*PROBLEM SET*
a. From the Blobfuse2 configuration post below, extract the passage from "# Logger configuration" to "to be followed.".
b. In the Blobfuse2 configuration post below, what value is given for mem-size-mb under block_cache?
[TEXT PROVIDED Boundary: Start]
The config file is as per below

allow-other: true

# Logger configuration
logging:
  type: syslog #|silent|base <type of logger to be used by the system. silent = no logger, base = file based logger. Default - syslog>
  level: log_warning # log_off|log_crit|log_err|log_warning|log_info|log_trace|log_debug <log level. Default - log_warning> <log_debug will also enable sdk-trace logs>

# Pipeline configuration. Choose components to be engaged. The order below is the priority order that needs to be followed.
components:
  - libfuse
  - block_cache
  - attr_cache
  - azstorage

# Block cache related configuration
block_cache:
  mem-size-mb: 5120
  path: /blobstorage/cache/archive2 # <path to local disk cache where downloaded blocked will be stored>

# Azure storage configuration
azstorage:
  type: adls
  account-name: ${account_name}
  container: ${container}
  endpoint: https://${account_name}.blob.core.windows.net
  mode: msi
  appid: ${msi_client_id}

Server build/app

The server runs a third party Digital Asset Management system that writes to a shared file location, this has been mounted via Blobfuse2. Assets/images are being archived from a live production system (that isn't cloud based) to the archive server in Azure.
[TEXT PROVIDED Boundary: End]
[RECORD EXCERPTS Boundary: Start]
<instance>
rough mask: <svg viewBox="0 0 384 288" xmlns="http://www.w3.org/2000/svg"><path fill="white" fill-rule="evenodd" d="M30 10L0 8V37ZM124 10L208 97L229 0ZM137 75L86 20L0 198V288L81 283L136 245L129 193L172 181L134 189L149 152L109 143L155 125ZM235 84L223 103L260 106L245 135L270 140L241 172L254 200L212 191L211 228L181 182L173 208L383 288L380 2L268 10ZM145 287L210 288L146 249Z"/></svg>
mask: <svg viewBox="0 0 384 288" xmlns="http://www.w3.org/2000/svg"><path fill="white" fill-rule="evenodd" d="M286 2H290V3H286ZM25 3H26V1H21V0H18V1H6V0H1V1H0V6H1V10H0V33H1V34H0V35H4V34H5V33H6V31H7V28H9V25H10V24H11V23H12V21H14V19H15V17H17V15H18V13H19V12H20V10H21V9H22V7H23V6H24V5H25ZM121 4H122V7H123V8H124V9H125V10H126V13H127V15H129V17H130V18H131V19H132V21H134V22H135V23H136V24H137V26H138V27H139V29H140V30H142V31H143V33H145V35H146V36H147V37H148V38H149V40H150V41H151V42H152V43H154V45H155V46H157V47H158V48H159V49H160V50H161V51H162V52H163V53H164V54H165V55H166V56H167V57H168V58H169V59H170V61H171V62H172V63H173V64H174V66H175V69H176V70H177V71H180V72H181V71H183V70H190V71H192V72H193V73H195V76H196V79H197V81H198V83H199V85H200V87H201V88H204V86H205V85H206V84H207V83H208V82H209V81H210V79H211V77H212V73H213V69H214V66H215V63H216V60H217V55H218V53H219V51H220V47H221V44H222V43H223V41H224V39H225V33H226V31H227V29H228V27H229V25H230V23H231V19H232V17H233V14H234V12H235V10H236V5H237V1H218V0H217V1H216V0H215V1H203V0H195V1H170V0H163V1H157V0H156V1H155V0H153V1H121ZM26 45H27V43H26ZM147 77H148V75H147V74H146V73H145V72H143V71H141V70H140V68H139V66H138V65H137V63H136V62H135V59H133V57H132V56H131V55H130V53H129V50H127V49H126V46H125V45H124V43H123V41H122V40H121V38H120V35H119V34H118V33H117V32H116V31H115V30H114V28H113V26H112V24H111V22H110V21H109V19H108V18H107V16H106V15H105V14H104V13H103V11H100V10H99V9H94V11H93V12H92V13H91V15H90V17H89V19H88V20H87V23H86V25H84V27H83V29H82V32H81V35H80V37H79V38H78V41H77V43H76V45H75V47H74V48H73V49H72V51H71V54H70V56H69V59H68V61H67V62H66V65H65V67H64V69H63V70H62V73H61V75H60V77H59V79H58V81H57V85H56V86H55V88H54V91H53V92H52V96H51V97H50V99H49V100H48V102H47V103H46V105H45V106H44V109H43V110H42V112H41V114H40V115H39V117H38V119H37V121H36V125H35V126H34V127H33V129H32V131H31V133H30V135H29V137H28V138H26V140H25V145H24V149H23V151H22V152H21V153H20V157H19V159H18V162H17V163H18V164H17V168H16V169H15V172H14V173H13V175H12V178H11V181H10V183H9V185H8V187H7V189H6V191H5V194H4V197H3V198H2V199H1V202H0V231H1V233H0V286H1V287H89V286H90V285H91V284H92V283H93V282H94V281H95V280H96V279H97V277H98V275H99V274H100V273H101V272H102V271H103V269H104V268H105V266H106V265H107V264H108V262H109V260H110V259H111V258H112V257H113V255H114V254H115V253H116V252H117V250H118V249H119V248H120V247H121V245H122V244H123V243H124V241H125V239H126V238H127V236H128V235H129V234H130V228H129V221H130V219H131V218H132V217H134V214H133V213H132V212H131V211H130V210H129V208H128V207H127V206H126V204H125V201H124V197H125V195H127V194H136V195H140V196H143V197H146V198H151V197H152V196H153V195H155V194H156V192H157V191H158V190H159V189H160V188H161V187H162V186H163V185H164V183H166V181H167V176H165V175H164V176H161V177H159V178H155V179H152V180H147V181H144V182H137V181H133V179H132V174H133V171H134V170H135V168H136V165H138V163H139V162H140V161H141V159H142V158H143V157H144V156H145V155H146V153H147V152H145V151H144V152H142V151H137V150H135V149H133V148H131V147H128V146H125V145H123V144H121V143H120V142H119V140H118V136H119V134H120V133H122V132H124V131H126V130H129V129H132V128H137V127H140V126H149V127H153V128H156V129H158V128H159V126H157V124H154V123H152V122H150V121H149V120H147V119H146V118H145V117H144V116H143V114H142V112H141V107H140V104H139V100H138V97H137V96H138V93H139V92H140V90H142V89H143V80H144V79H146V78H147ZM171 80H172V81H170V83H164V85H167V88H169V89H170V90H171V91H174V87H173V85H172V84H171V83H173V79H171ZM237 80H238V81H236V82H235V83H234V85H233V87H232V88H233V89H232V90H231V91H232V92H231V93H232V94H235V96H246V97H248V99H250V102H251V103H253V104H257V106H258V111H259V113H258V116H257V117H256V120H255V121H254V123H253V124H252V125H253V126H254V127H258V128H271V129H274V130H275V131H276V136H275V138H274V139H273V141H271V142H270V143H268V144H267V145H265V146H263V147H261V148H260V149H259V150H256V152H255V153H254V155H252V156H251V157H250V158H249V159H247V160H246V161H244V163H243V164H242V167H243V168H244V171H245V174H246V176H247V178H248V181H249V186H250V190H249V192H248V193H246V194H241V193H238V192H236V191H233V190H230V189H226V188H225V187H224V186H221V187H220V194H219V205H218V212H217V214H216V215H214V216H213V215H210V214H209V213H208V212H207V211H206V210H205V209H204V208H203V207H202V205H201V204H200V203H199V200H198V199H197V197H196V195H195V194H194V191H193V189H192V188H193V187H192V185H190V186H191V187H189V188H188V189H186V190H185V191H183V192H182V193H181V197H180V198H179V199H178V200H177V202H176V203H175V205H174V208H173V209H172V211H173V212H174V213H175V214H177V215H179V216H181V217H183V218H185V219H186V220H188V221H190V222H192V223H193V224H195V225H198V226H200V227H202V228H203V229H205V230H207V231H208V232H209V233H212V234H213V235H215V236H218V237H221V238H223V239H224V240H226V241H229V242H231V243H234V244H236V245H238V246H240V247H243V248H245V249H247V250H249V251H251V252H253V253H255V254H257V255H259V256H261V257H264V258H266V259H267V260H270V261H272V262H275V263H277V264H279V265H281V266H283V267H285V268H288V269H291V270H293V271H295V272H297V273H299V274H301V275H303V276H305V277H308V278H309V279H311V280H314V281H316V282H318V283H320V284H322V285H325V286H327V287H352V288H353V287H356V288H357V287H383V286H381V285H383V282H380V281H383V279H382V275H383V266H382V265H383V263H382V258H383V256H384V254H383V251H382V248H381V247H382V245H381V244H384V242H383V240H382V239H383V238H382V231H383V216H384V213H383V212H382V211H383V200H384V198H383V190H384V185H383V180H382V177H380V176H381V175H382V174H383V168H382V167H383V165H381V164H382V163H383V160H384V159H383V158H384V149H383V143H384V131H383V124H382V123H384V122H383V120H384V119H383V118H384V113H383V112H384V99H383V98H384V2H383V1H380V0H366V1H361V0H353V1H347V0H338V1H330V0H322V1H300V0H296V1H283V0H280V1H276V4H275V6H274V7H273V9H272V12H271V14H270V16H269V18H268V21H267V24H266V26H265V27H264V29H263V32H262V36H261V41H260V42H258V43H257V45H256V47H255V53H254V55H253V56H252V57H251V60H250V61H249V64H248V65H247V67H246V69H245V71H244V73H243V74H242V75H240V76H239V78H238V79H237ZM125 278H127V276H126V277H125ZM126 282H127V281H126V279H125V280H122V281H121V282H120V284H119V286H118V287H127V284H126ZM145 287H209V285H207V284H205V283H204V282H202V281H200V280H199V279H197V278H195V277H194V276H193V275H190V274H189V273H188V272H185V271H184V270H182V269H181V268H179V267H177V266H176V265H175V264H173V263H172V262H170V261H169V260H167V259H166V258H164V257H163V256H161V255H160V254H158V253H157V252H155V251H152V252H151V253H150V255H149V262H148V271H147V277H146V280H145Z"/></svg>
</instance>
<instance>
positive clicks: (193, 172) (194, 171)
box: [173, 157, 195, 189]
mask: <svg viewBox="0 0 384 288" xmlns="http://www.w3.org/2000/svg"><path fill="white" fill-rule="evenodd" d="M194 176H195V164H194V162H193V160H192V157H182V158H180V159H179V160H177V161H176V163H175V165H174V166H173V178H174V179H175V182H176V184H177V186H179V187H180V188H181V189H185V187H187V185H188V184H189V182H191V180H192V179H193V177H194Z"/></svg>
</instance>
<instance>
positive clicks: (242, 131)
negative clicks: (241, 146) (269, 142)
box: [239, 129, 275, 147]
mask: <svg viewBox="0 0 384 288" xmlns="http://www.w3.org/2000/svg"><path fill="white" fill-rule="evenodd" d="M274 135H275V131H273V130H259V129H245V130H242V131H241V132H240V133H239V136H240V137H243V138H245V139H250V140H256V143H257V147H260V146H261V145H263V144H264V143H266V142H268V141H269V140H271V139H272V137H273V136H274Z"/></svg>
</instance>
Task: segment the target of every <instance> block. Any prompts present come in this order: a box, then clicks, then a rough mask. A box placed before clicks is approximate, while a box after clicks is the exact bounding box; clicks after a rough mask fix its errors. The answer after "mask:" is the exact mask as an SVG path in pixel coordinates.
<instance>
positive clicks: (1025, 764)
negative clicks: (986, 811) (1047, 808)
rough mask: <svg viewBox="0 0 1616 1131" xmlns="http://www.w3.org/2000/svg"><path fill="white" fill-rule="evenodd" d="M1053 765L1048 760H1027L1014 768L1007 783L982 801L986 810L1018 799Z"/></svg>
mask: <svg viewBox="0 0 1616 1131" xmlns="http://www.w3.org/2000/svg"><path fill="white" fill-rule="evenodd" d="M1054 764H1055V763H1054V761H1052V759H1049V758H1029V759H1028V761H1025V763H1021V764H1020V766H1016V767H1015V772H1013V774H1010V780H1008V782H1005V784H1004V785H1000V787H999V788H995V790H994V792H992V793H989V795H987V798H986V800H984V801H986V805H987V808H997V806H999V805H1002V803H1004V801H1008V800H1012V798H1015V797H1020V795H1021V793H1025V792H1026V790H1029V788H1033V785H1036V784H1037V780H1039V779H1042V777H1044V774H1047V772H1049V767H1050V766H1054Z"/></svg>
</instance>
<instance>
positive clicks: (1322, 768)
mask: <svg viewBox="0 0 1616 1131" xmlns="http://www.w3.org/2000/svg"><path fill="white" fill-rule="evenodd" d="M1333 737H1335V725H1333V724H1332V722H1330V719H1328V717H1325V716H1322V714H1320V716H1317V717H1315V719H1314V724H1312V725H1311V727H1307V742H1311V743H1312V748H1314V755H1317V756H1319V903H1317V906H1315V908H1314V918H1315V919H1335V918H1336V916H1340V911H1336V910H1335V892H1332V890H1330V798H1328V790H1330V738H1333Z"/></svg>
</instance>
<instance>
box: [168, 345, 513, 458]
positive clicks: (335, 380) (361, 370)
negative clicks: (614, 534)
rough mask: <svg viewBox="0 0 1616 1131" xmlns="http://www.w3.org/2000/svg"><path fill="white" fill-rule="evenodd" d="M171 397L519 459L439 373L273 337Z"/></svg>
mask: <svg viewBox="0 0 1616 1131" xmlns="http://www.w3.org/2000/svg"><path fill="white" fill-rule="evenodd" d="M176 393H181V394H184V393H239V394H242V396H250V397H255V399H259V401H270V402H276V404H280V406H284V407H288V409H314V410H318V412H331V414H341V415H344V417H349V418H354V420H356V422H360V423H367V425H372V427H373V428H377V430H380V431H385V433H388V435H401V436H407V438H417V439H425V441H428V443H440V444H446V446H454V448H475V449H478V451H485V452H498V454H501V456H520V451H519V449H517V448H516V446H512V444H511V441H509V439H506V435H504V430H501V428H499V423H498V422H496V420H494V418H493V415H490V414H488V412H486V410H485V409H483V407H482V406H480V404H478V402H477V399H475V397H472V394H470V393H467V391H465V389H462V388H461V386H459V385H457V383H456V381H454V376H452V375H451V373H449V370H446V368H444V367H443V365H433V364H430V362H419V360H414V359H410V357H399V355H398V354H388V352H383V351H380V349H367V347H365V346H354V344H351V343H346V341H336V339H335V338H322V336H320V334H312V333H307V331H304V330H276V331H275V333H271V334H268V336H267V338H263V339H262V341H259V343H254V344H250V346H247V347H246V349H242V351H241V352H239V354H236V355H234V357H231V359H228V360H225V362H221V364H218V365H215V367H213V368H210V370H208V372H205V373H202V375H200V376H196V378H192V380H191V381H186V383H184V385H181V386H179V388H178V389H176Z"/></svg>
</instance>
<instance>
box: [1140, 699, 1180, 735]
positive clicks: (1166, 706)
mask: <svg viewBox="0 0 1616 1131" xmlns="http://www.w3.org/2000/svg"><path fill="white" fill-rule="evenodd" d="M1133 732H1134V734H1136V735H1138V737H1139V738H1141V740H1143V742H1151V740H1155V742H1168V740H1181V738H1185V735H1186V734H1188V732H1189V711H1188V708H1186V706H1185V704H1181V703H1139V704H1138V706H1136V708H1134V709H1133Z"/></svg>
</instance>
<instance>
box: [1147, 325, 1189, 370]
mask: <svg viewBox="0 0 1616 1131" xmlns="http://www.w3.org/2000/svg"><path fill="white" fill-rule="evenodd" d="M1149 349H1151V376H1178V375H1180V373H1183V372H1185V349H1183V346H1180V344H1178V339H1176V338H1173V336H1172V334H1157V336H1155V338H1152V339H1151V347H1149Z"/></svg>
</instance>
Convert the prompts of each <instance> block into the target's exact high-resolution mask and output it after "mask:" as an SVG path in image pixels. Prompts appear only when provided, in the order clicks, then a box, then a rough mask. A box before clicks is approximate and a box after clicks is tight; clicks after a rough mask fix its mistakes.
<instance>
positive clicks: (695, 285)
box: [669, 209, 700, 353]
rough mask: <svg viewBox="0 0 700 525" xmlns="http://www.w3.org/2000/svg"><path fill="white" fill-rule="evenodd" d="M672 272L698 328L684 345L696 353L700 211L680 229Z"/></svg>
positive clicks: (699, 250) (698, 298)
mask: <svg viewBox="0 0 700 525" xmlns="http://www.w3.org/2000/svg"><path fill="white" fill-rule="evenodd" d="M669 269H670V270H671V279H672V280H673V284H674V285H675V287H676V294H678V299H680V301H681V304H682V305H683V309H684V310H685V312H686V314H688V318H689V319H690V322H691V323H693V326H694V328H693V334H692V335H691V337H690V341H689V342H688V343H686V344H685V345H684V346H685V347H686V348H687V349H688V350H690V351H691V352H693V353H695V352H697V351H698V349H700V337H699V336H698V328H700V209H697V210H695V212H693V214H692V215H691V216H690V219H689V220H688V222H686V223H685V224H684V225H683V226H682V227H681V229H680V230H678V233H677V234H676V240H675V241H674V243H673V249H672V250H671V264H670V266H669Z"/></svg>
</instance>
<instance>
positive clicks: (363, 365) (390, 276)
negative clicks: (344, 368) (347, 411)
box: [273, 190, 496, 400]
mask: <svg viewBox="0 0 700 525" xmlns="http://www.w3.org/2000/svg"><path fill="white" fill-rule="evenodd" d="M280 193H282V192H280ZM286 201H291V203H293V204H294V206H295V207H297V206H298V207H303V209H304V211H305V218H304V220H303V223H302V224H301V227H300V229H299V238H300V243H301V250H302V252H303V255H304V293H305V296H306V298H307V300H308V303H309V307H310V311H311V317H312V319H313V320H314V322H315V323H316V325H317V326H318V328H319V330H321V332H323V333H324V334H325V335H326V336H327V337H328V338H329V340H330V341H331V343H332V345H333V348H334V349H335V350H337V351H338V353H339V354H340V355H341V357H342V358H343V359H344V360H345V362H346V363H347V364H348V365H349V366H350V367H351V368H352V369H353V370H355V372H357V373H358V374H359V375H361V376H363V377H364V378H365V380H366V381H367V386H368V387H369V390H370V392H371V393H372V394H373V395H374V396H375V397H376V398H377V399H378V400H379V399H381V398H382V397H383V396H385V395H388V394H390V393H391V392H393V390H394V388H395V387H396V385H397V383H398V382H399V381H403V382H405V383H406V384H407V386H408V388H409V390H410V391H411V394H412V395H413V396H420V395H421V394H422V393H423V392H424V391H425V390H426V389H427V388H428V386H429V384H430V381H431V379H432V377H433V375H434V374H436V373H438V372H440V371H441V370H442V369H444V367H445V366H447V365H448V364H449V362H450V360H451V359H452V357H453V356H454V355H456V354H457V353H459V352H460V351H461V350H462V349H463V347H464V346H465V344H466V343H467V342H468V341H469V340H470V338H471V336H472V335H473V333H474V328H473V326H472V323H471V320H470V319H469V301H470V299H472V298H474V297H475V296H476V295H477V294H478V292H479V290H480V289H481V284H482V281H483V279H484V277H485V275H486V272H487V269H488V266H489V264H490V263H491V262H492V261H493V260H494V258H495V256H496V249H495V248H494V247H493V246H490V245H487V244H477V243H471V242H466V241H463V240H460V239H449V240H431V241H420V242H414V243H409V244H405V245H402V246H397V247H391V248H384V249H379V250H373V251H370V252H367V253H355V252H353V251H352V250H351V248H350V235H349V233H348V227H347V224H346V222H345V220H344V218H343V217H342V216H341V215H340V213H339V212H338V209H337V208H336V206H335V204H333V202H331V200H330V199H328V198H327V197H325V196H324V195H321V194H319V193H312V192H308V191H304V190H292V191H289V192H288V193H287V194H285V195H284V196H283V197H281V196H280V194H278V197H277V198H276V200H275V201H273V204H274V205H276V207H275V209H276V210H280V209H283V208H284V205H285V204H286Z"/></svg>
[RECORD EXCERPTS Boundary: End]
*WRITTEN ANSWERS*
a.
# Logger configuration
logging:
  type: syslog #|silent|base <type of logger to be used by the system. silent = no logger, base = file based logger. Default - syslog>
  level: log_warning # log_off|log_crit|log_err|log_warning|log_info|log_trace|log_debug <log level. Default - log_warning> <log_debug will also enable sdk-trace logs>

# Pipeline configuration. Choose components to be engaged. The order below is the priority order that needs to be followed.

b. 5120